About this exercise: What lines below include the word "palm"? Copy each one.

»»

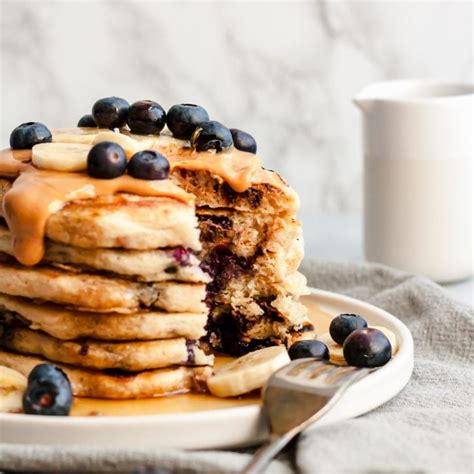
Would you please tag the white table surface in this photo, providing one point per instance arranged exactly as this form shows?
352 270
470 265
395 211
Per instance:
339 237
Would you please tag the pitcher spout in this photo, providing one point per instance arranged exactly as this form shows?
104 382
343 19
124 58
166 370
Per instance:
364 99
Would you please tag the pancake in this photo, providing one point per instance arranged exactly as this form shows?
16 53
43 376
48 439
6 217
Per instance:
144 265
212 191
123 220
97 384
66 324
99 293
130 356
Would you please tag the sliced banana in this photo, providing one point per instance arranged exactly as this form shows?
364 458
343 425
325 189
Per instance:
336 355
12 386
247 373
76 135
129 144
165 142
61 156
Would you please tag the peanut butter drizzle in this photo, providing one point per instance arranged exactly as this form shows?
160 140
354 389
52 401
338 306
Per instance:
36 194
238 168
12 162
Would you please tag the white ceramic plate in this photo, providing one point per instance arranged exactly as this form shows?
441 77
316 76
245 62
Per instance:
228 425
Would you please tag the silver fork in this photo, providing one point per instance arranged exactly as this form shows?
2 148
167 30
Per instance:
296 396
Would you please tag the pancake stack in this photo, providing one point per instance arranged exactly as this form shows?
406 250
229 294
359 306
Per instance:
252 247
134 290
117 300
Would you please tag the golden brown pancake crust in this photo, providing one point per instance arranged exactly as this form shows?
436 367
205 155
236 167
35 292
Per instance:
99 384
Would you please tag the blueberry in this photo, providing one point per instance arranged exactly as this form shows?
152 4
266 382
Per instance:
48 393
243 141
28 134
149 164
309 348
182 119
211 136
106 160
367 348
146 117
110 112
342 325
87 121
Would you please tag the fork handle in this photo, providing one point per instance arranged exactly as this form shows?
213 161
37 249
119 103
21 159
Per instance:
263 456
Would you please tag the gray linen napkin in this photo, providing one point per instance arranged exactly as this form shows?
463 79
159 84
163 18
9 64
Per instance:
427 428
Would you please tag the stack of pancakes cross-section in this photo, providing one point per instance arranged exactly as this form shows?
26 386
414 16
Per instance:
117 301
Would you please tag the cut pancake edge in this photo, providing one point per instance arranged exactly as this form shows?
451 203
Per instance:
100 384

««
»»

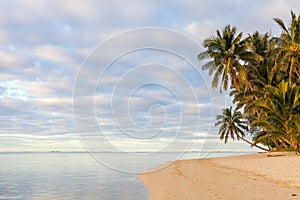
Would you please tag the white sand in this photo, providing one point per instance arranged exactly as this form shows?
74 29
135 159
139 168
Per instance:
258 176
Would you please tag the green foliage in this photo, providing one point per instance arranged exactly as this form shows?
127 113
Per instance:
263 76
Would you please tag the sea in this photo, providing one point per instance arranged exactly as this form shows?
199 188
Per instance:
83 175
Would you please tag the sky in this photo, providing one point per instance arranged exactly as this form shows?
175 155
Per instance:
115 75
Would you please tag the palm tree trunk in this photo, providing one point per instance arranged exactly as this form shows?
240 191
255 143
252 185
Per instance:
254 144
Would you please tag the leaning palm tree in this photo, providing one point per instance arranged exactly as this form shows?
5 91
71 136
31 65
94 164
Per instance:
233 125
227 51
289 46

««

Exercise response:
Would you please tag the palm tree trunk in this photo, providing one point per instance arranged exactly as this form shows?
Would you please tag the leaning palm tree in this photo, providing one point per instance arranged exactly as this form shows?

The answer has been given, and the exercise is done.